Age-synchronised L4 worms, grown under different BaP concentrations, were collected from plates with M9 buffer, serially washed with M9 buffer, mixed with sterile glass beads, and flash-frozen in liquid nitrogen. A 400 μL mixture of ethylenediaminetetraacetic acid (EDTA, 1 mM) and tris(hydroxymethyl)aminomethane (Tris, 50 mM) was added to each tube before vertexing for 5 min. Then, the supernatants were transferred to new 1.5-mL microcentrifuge tubes, and 9 μL of an RNase mixture of equal amounts of pancreatic ribonuclease (RNase A, 10 mg/mL, Sigma-Aldrich) and ribonuclease T1 (RNase T1, 50 KU, Sigma-Aldrich) were added to the samples. The tubes were incubated on a shaker (400 rpm) at 37 °C for 30 min. Thereafter, 40 μL of a freshly prepared proteinase K [10 mg/mL dissolved in a mix of EDTA (1 mM) and Tris (50 mM)] were added and mixed with the samples. The tubes were incubated on a shaker (400 rpm) at 37 °C overnight. The following day, DNA was isolated using a standard phenol–chloroform extraction method. DNA pellet was resuspended in Tris-EDTA (TE) buffer were stored at − 20 °C until analysis. The presence of BaP-derived DNA adducts (dG-N2-BPDE) was assessed using the nuclease P1 enrichment method of the 32P-postlabelling protocol as described previously (Arlt et al. 2008; Phillips and Arlt 2020).

Total RNA extraction

A minimum of 7000 synchronised L4 stage C. elegans were washed off from NGM plates and collected. Total RNA was extracted using Tri-reagent (Sigma-Aldrich, St. Louis, MO, USA) modified to include a homogenization of nematodes by vortexing with an equal quantity of acid-washed glass beads (particle size 425–600 μm, Sigma-Aldrich). The concentration and integrity of total RNA was determined with a NanoDrop 1000 Spectrophotometer (NanoDrop Technologies, Inc., Wilmington, DE, USA) and by 2% agarose gel electrophoresis.

RNA sequencing and data processing

RNA was extracted from BaP-exposed L4 nematodes, frozen at − 80 °C. The RNA integrity number (RIN) for each sample was determined via the Agilent Technology 2100 Bioanalyzer system using an RNA 6000 Nano kit (Supplementary figures 1 and 2). RNA-seq libraries prepared by GENEWIZ™ (Essex, UK) according to Illumina's instructions. Briefly, mRNAs were purified using Poly(A) selection from total RNA and then fragmented. First strand of cDNA was synthesised using random priming, followed by the synthesis of the second strand of cDNA. The resulting double-strand cDNA was end repaired, phosphorylated and A-tailed. Adapter ligation and PCR amplification were performed, rendering the library ready for Illumina flow cell clustering and sequencing on an Illumina HiSeq 2500 to sequence tens of millions of sequence clusters in parallel (Bentley et al. 2008).

Records provided =>
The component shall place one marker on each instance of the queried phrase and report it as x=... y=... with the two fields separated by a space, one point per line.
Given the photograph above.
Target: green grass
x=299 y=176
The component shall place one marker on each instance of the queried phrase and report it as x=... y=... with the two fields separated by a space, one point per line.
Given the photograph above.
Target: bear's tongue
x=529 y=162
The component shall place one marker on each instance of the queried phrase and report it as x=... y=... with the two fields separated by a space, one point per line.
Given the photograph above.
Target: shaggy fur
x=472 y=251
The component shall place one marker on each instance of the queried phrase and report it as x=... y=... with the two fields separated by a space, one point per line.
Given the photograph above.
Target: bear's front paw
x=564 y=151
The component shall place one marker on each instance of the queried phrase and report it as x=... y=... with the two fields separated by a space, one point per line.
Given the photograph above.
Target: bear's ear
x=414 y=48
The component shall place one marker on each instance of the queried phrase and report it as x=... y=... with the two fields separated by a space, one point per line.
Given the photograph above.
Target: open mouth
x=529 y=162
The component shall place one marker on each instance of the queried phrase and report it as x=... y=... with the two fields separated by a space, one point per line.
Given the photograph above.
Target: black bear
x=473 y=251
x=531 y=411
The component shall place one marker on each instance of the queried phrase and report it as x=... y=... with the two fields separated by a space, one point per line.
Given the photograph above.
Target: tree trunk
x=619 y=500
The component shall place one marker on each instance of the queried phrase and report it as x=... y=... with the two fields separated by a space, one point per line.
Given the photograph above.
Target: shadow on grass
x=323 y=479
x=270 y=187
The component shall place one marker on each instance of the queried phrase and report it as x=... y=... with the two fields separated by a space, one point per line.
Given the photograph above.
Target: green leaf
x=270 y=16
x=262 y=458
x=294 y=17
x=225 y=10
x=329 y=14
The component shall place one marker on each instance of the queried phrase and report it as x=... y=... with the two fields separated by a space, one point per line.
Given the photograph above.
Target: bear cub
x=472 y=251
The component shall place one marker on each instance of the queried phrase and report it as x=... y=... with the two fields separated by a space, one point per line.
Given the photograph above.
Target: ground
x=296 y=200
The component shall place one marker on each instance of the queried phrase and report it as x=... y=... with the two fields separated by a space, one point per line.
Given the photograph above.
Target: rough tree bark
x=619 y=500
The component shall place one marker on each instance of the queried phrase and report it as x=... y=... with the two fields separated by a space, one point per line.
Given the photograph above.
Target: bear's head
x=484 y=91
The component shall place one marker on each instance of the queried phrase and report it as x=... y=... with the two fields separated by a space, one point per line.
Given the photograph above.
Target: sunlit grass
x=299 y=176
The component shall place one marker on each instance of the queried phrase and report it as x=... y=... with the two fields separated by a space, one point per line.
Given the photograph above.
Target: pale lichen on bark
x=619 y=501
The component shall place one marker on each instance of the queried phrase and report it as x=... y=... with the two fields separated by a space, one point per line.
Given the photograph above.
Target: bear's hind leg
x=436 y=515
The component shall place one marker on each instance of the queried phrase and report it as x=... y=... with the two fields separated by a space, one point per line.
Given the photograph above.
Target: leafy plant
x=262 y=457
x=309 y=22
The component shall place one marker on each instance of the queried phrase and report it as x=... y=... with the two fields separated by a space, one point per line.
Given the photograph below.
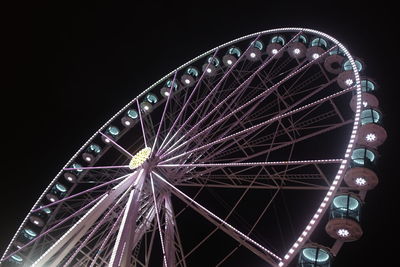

Work request 1 => According to the extract, what sequencing platform was used for the RNA-seq libraries?
Work request 2 => Reproduce the wording of the extract starting with "A minimum of" and going on through "agarose gel electrophoresis.".

Response box 1 => An Illumina HiSeq 2500.

Response box 2 =>
A minimum of 7000 synchronised L4 stage C. elegans were washed off from NGM plates and collected. Total RNA was extracted using Tri-reagent (Sigma-Aldrich, St. Louis, MO, USA) modified to include a homogenization of nematodes by vortexing with an equal quantity of acid-washed glass beads (particle size 425–600 μm, Sigma-Aldrich). The concentration and integrity of total RNA was determined with a NanoDrop 1000 Spectrophotometer (NanoDrop Technologies, Inc., Wilmington, DE, USA) and by 2% agarose gel electrophoresis.